What this task involves: Could you write out every one of the records below word for word, without changing anything?

(Dataset rows showing where objects appear)
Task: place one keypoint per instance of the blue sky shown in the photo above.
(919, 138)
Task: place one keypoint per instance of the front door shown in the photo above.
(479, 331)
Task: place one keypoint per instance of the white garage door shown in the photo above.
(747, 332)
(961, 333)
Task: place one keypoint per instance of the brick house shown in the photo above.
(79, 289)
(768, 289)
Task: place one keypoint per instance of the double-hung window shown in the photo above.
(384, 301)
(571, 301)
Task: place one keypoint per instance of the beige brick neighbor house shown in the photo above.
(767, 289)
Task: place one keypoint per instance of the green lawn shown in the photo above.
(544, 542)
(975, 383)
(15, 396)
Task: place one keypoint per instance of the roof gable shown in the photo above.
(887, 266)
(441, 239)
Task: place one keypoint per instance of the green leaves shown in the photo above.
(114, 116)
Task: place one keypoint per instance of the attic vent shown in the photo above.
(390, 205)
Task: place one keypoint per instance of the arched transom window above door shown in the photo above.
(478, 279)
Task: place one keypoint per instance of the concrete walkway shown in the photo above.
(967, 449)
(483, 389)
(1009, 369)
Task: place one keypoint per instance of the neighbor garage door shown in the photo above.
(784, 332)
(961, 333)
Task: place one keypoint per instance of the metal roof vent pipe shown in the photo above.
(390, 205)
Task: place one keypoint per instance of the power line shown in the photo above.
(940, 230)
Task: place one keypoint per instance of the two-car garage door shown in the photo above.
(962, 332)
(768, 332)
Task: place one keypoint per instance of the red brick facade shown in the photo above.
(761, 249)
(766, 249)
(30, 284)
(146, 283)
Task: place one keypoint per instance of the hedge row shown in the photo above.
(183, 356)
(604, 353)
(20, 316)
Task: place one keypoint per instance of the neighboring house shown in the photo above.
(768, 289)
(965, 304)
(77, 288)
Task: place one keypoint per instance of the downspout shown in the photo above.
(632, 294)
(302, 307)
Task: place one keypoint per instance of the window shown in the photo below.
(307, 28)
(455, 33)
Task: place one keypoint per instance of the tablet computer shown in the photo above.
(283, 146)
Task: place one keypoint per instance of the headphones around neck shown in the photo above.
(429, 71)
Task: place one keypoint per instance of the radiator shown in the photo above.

Exercise output:
Task: place one keypoint per instance of the blue sky shown in the photo above.
(919, 138)
Task: place one keypoint per instance of the front door shown in the photo above.
(479, 331)
Task: place one keypoint per instance of the white garage door shown in the photo above.
(747, 332)
(961, 333)
Task: place one keypoint per instance of the brick house shown in the photo above.
(79, 289)
(768, 289)
Task: place one keypoint per instance of the double-hung window shown in the photo above.
(384, 301)
(571, 301)
Task: place one keypoint per instance of the beige brick neighbor house shown in the photo above.
(767, 289)
Task: place one keypoint per instance of the green lawn shown in the photo above.
(544, 542)
(975, 383)
(15, 396)
Task: place one keypoint per instance of the roof gable shown in the photo above.
(887, 266)
(441, 239)
Task: place one keypoint per instance of the green leaves shown in the photo above.
(114, 116)
Task: place one keypoint per instance of the attic vent shown in the photo above.
(390, 205)
Task: place one keypoint per instance of the arched transom window above door shown in the photo above.
(478, 279)
Task: place one keypoint per instance of the concrete walkway shown in the photo above.
(967, 449)
(483, 389)
(1009, 369)
Task: place one keypoint per instance of the neighbor garage door shown in the photo above.
(784, 332)
(961, 333)
Task: place one keypoint per instance of the metal roof vent pipe shown in the photo above.
(390, 205)
Task: place one keypoint per instance of the power line shown in the photo above.
(940, 230)
Task: place one keypoint per instance of the two-car garage door shown in the photo above.
(962, 332)
(768, 332)
Task: place one keypoint per instance of the red brick facade shown in the photo above.
(761, 249)
(766, 249)
(30, 284)
(146, 283)
Task: place one keypoint per instance of the hedge row shown in the photo above.
(183, 356)
(604, 353)
(20, 316)
Task: place one keypoint per instance of the neighboring house shown in the photo above.
(768, 289)
(965, 304)
(77, 288)
Task: place one keypoint per instance of the downspout shown in the photo above.
(632, 294)
(302, 307)
Task: place one keypoint per instance of the window shown in the photo below.
(307, 28)
(455, 33)
Task: place one keypoint per instance of the tablet computer shown in the photo above.
(283, 146)
Task: place one keypoint per instance of the headphones around neck shown in the photo above.
(429, 71)
Task: place one keypoint per instance of the radiator shown in the photo above.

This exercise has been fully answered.